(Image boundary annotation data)
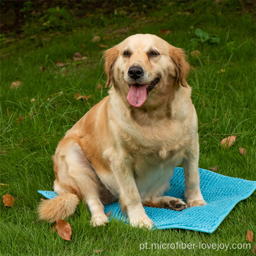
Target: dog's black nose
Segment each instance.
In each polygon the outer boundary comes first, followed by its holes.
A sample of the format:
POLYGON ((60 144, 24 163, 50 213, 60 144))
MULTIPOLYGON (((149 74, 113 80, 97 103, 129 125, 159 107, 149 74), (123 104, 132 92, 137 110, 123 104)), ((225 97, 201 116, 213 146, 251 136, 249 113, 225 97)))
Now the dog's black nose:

Exercise aim:
Lay out every line of the listing above as a numbered list, skipping blank lines and leaving out the picture.

Correct response:
1. Target: dog's black nose
2. Segment each instance.
3. In each polygon the outer boundary comes first, followed by its holes.
4. A sample of the format:
5. POLYGON ((60 144, 24 163, 50 213, 60 144))
6. MULTIPOLYGON (((149 74, 113 80, 97 103, 129 125, 159 107, 149 74), (123 104, 132 92, 137 110, 123 104)), ((225 97, 201 116, 213 146, 251 136, 249 113, 225 97)))
7. Now the dog's black nose:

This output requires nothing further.